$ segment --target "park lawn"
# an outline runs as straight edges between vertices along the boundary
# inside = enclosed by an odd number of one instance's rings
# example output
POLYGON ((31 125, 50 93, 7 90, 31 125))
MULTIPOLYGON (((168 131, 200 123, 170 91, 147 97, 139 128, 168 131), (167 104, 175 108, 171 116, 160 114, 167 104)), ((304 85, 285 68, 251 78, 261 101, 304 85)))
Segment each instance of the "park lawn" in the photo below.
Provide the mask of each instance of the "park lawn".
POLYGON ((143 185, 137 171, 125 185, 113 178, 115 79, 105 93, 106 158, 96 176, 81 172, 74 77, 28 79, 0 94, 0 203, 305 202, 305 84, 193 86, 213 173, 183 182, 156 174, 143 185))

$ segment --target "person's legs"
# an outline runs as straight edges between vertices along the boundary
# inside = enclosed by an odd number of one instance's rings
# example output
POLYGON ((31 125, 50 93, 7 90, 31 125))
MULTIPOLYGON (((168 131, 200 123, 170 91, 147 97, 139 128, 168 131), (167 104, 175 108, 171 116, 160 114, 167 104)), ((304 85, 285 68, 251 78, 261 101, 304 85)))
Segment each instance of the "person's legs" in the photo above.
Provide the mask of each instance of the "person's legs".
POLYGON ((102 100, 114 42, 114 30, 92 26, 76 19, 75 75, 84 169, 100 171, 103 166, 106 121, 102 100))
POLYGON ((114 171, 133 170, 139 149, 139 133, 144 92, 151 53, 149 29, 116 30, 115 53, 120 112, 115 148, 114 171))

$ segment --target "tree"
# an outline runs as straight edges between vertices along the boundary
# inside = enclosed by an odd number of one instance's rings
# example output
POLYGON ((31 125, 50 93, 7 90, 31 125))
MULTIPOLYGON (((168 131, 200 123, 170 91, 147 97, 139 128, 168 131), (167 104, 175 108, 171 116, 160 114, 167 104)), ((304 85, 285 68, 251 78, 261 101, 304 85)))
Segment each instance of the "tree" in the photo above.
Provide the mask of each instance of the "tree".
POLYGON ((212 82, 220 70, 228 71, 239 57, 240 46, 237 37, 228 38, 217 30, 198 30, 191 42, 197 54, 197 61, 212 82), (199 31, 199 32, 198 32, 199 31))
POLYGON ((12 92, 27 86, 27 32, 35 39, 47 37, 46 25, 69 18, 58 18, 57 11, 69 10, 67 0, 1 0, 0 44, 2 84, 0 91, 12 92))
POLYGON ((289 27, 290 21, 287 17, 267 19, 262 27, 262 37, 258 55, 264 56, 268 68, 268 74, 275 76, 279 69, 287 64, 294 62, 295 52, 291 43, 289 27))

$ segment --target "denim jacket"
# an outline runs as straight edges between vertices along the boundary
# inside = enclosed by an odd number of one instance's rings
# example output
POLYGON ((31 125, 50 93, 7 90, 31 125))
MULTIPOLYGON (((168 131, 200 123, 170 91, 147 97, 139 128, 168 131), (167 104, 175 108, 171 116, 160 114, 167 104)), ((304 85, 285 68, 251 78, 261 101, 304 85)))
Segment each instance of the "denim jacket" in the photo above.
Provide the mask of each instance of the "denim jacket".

◇ ◇ ◇ ◇

How many lines of the data above contain the string "denim", with case counting? Give only the number.

** Solution **
3